▸ Reading passage
┌──

SWITZERLAND - The Swiss government has followed the recommendation of the occupational pensions commission and cut the minimum interest rate in the second pillar to 1.5% for next year.
All Pensionskassen must now grant the minimum interest rate, or Mindestzins, on active members' savings accounts.
Since the creation of the second pillar in 1985, this minimum interest rate has been lowered from 4% to the current 2%.
In September, the commission on occupational pensions, BVG-Kommission, recommended a further cut to 1.5%.
The government has now followed this advice by setting the rate to 1.5% for 2012.
In a statement, the government said the rate change was an "appropriate response" to the current volatility on financial markets.
Christoph Ryter, president of pension fund association ASIP, said: "1.5% is a step in the right direction, and we can live with that."
Othmar Simeon, managing director at Swisscanto, told IPE that 1.5% seemed "very little", but, given the market returns, is "still too high".

└──

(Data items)
┌──

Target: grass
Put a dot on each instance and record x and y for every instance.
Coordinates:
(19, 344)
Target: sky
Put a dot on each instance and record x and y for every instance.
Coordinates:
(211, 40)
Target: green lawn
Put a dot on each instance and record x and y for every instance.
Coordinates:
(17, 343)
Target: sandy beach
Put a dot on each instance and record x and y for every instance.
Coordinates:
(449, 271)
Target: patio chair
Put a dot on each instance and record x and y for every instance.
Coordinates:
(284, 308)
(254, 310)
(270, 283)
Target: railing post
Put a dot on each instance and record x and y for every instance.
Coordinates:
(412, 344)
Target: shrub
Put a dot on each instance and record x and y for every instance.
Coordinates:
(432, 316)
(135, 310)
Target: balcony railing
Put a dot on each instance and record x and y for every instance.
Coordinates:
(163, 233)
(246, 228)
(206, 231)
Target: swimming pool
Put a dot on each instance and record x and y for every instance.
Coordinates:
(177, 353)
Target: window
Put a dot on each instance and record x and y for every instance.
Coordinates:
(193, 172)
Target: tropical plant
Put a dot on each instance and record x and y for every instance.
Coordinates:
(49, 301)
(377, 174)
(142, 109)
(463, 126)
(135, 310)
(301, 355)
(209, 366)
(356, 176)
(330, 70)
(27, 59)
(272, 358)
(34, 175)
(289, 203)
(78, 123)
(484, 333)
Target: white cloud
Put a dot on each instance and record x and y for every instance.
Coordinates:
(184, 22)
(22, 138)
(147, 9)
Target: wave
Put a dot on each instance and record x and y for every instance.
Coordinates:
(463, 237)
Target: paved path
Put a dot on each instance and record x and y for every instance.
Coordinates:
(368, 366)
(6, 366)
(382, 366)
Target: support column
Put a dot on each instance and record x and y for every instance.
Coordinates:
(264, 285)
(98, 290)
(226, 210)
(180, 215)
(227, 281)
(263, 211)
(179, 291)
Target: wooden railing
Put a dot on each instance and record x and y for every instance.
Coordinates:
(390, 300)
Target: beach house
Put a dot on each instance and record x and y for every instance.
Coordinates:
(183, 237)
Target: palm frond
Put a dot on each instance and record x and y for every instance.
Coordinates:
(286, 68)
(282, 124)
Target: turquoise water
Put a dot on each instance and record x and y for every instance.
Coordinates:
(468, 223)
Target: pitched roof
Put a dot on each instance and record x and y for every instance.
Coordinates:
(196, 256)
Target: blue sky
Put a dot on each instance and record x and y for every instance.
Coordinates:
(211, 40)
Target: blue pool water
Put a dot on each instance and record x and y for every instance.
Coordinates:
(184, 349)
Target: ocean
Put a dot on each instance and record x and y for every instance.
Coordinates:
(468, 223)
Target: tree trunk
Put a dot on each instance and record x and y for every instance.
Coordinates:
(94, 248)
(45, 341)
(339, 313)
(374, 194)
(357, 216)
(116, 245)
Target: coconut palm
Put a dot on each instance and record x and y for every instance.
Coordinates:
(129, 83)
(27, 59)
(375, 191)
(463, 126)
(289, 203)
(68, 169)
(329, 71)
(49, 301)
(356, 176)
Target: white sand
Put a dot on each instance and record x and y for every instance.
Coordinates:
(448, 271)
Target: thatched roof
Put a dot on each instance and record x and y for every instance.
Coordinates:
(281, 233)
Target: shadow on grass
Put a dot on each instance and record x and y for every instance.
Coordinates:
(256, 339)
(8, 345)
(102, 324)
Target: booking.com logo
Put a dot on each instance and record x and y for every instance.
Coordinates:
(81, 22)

└──
┌──

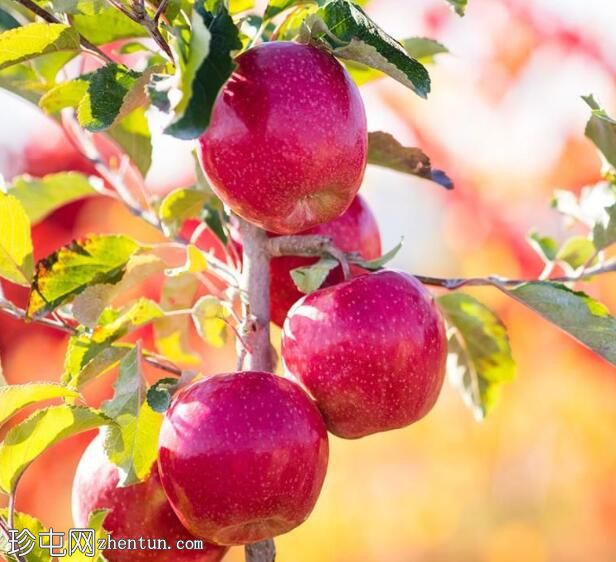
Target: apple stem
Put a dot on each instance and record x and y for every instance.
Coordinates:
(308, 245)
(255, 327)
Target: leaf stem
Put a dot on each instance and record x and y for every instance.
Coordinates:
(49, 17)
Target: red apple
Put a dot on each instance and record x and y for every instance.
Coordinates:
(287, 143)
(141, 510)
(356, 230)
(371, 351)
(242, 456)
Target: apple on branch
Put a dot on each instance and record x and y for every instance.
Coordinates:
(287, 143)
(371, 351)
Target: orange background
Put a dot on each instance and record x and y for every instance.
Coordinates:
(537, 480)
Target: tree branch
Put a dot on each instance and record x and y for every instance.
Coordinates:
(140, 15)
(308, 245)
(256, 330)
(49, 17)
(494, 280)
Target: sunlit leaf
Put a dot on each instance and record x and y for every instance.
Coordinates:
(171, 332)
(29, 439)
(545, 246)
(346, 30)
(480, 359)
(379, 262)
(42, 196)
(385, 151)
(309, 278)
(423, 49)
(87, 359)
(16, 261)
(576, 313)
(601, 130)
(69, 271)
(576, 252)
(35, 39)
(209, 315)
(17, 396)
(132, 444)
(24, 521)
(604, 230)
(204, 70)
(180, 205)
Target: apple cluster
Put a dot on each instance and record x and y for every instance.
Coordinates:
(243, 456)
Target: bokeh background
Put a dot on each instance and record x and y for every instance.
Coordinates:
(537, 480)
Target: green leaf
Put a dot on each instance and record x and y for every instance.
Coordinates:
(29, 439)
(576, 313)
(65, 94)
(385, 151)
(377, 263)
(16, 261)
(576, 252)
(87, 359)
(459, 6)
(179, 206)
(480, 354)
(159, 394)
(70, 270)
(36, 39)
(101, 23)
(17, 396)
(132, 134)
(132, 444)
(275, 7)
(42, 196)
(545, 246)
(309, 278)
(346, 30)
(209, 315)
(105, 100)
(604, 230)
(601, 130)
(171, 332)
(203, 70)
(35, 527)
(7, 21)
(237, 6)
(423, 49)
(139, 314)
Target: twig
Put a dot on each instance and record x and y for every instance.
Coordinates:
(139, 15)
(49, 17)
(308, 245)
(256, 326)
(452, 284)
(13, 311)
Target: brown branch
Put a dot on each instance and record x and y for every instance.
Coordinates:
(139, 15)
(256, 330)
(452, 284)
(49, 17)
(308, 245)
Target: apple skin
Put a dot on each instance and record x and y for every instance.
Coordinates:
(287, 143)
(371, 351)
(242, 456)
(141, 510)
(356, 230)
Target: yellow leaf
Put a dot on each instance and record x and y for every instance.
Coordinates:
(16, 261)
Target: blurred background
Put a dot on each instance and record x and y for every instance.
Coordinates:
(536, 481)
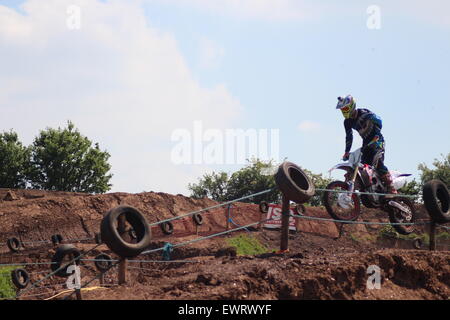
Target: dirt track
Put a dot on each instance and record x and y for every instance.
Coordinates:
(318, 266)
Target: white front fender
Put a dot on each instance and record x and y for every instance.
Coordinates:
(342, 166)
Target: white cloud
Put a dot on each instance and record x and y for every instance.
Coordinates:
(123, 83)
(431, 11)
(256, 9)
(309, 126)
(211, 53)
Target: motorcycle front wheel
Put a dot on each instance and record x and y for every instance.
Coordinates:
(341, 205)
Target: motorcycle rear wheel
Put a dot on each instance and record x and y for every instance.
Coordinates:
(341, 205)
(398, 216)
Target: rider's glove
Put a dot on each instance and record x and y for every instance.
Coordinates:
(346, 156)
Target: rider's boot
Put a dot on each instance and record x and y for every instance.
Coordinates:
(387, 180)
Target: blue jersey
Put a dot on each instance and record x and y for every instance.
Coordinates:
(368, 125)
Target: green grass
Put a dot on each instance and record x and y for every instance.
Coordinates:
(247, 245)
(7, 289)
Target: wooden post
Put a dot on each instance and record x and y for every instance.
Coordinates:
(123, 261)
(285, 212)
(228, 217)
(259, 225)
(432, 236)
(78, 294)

└──

▸ Required work
(1) According to the article on the Swiss minimum pension interest rate, what rate did the government set for 2012?
(2) Carry on the article on the Swiss minimum pension interest rate from its last sentence.
The data items can be ignored.

▸ Per-task outputs
(1) 1.5%

(2)
According to chartered pension fund expert and consultant Claude Chuard, the figure is "more realistic but still too high".
The BVG-Kommission and the government are basing their calculations for the rate on the long-term average yield of seven-year Swiss government bonds, as well as a portfolio of equities, bonds and real estate in the Pictet BVG Index 93 and the IPD Wüest & Partner Index.
In the course of the debates in the BVG-Kommission, the unions had voted to keep the rate at 2%, while employee representatives suggested a rate between 1.75% and 1.25%, and the Swiss insurance association SVV demanded a cut to 1%.